▸ WHAT YOU NEED TO DO
A. Condense the paragraph of the blog post that begins "I've re-posted some old drawings" into a shorter version that keeps its main facts.
B. Continue the blog post from where it stops.

▸ TEXT
○ ○ ○ ○ ○ ○ ○

Monday, June 5, 2017

Break Their Fingers

Break Their Fingers
I've re-posted some old drawings from 2004 at this link: Illustrations from 2004, in order to stop people who don't know how to draw from claiming them as their work. These kind of people really help me to see why envy is one of the seven deadly sins. These untalented creeps have caused so much ruin to my life with their thefts of my work and the ugly lies they tell to support their ugly crimes. (I only call vicious jerks who steal my art and tell dirty lies about me untalented.)

○ ○ ○ ○ ○ ○ ○

▸ EXTRACTED RECORDS

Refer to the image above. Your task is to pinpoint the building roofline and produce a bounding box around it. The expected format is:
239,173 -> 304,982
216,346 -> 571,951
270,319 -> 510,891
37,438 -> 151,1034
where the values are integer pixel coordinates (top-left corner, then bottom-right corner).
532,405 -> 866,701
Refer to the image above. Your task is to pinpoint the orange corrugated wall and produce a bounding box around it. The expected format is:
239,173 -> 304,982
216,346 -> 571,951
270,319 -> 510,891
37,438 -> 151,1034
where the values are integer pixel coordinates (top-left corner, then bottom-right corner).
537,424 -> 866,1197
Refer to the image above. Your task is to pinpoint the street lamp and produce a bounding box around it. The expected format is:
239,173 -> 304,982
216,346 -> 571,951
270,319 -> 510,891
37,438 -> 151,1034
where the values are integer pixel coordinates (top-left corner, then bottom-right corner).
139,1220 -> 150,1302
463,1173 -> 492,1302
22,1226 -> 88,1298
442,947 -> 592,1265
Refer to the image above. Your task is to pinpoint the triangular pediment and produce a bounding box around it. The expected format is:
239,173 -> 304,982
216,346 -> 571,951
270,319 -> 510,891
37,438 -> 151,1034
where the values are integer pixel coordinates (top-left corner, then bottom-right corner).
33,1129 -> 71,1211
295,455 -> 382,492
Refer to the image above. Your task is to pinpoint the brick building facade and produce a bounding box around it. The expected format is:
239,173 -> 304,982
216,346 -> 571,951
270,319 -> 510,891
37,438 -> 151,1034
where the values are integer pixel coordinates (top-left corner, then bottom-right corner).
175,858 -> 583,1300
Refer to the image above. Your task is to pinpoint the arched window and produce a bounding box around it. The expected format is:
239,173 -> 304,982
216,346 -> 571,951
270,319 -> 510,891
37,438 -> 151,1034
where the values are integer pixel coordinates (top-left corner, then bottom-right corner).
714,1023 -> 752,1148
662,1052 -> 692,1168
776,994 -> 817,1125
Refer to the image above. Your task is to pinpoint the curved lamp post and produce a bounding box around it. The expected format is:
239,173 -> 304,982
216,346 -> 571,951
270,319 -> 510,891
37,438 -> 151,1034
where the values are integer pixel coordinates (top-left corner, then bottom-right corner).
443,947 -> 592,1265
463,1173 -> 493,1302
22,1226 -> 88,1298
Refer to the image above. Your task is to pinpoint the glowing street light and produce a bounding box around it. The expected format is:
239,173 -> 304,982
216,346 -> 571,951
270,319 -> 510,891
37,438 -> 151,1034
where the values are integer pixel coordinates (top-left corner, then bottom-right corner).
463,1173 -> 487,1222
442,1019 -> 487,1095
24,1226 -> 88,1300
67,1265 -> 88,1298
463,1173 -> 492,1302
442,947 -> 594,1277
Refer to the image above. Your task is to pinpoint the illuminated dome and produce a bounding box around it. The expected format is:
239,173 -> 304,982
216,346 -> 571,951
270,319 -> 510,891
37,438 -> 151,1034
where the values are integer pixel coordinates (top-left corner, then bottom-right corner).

○ ○ ○ ○ ○ ○ ○

▸ ANSWERS
A. I've re-posted drawings from 2004 at the link "Illustrations from 2004" so that people who can't draw can't claim them as their own. Such people show me why envy is a deadly sin: their thefts of my work, and the ugly lies they tell to defend them, have brought great ruin to my life. (I call only the vicious jerks who steal my art and lie about me untalented.)

B.
I wrote one of those stories a day for about two months back in March and April, 2004, and then I found myself watching an NBC show where they interviewed an 'author' who said that she shared a story a day and that each one was like a prayer. I certainly hope she was talking about her own stories when she said that. If you watched the Simpsons much in the last ten years, you might notice how they drained the amusing parts out of these stories for their show, such as when Lisa got into crosswords (Read my short story Who Programmed That One?). It certainly was a funny cartoon. I wonder who wrote all the humor for it besides myself. My guess is that a talented artist left behind a large volume of comedy scripts before he killed himself from Matt Groening's abuse. Glad I don't need his dirty show for a laugh anymore. Now I just make myself laugh when I need to.

After I shared my short stories on my Blogger account in 2004, I erased them from my account and moved back to Vancouver to take a job in a recycling plant. Any time I posted a funny script on my Blogger account after that, such as 2005's Debbie Downer, it was immediately stolen by a show like Saturday Night Live, while I helplessly slaved away at my industrial job.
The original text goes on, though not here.